== Exercise brief ==
Filter the entries for the string "wall". Copy each line that has it.

== Material provided ==
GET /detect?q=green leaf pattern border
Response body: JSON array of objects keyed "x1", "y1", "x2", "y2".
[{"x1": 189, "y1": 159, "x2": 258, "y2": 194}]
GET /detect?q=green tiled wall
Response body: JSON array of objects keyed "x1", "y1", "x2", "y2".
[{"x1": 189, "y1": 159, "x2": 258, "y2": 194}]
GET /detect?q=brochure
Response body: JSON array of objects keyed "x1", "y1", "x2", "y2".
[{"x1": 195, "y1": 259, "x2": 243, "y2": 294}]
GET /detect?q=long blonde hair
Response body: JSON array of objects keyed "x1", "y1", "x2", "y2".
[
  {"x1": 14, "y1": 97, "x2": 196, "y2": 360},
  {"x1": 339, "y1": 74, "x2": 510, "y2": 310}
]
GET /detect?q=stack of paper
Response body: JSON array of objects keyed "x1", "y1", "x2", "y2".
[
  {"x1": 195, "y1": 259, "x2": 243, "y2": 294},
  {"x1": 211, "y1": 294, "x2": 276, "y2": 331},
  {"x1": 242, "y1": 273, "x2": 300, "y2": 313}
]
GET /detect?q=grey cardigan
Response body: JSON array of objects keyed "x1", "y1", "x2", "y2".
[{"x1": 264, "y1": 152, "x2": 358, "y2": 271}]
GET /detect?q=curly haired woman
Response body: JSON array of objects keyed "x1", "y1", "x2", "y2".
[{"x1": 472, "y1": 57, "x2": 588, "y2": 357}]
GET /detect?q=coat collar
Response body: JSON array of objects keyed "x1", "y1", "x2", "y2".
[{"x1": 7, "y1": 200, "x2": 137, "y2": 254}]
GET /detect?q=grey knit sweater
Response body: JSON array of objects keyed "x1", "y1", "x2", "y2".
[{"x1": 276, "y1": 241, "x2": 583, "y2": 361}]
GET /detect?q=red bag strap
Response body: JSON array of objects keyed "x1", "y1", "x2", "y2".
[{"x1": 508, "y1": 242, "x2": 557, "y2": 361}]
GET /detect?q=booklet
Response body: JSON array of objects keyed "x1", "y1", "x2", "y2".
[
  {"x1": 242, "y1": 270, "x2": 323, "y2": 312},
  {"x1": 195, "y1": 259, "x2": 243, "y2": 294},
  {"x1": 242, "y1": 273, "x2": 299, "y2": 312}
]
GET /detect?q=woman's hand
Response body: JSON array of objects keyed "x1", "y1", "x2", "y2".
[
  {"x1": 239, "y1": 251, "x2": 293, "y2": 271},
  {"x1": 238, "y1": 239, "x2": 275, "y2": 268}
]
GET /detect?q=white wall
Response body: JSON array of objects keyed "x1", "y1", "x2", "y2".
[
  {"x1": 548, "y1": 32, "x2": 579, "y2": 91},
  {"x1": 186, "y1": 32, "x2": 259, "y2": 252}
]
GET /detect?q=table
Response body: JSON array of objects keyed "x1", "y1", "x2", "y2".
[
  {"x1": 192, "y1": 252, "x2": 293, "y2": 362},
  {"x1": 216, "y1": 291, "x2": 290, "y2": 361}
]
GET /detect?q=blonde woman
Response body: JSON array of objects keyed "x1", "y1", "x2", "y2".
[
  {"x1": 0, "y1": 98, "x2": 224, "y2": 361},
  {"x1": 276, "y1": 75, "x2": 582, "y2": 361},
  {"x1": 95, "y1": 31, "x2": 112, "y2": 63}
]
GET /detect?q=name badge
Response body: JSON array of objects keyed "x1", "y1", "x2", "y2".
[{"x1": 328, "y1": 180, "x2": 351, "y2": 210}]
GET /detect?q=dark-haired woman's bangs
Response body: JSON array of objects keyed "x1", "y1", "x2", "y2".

== Solution to this exercise ==
GET /detect?q=green tiled wall
GET /detect?q=white wall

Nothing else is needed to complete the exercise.